▶ _The task_
Each entry below is to be extracted exactly.

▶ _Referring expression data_

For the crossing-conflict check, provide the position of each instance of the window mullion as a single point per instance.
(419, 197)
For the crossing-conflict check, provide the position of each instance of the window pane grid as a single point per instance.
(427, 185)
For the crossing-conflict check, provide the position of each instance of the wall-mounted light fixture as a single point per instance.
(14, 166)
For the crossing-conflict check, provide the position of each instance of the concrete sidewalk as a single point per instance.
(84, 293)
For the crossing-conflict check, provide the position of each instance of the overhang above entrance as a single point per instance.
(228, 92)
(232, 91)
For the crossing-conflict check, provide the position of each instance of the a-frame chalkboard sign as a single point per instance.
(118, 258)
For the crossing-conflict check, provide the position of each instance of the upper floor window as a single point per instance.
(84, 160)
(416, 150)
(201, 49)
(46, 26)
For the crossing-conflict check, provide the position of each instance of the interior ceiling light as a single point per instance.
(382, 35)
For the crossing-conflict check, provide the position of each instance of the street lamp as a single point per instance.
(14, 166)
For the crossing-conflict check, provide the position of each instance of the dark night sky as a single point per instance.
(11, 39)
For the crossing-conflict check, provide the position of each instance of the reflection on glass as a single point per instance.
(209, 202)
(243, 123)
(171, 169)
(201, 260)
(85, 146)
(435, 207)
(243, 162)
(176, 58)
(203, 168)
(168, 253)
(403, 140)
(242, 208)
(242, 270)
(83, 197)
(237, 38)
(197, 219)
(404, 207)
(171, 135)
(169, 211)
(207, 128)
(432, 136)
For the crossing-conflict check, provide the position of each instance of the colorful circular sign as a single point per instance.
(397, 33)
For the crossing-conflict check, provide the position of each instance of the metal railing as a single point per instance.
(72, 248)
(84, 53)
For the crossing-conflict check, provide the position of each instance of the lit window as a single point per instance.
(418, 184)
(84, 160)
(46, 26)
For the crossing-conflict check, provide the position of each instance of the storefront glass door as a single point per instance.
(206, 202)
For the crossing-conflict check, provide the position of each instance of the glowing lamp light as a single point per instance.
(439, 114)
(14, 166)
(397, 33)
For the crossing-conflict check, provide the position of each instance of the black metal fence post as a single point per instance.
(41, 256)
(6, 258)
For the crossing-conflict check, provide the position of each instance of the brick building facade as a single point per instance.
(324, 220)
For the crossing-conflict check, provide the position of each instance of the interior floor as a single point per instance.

▶ _Output for this task_
For the crossing-conflict check, provide the position of each instance of the window mullion as a single point per instance.
(419, 197)
For the crossing-conflict check, provide the position of each instance of the window pane grid as a single point per instance.
(427, 185)
For the crossing-conflict check, provide the position of each instance of the wall-mounted light fixture as a single point per instance.
(14, 166)
For the crossing-conflict check, provide the position of each instance of the concrete sidewalk as a single point per instance.
(84, 293)
For the crossing-conflict check, provide the position of each instance of the overhang above entrance as a single point per instance.
(228, 92)
(232, 91)
For the crossing-conflict check, provide the position of each instance of the a-frame chalkboard sign as a single point per instance.
(118, 258)
For the crossing-conflict check, provide the position of each instance of the upper floor window as a single point per instance.
(84, 160)
(416, 150)
(201, 49)
(46, 26)
For the crossing-conflict check, provide the position of each instance of the interior ceiling light as a single point per instance.
(382, 35)
For the crossing-conflict check, provide the position of each instance of the street lamp as a single point per instance.
(14, 166)
For the crossing-conflict check, provide the position of each instance of the dark night sky as a single point per instance.
(11, 39)
For the crossing-conflict check, provide the position of each instance of the reflection on glass as a single point per instance.
(209, 202)
(243, 123)
(171, 169)
(201, 260)
(85, 146)
(435, 207)
(243, 162)
(176, 58)
(203, 168)
(168, 253)
(403, 140)
(242, 208)
(242, 270)
(83, 197)
(237, 38)
(197, 219)
(404, 207)
(171, 135)
(169, 211)
(207, 128)
(432, 136)
For the crossing-conflict check, provide the position of each instance of the colorful circular sign as a single point per instance.
(397, 33)
For the crossing-conflict check, provide the position of each instance of the metal railing as a single point per instance.
(72, 248)
(84, 53)
For the crossing-conflict check, provide the position of each instance of the lit window as a single point per instance.
(418, 184)
(84, 160)
(46, 26)
For the crossing-conflict check, provide the position of each instance of the storefront glass door as a single point per instance.
(206, 202)
For the crossing-conflict check, provide the position of each instance of the glowing lamp light as a single point per instance.
(439, 114)
(14, 166)
(397, 33)
For the crossing-conflict check, provide the position of each instance of the black metal fence post as a single point per instance.
(41, 256)
(6, 258)
For the crossing-conflict check, provide the position of each instance of the brick building facade as a single point per instance.
(324, 220)
For the crossing-conflict check, provide the position of each instance of the interior floor as a single point per instance.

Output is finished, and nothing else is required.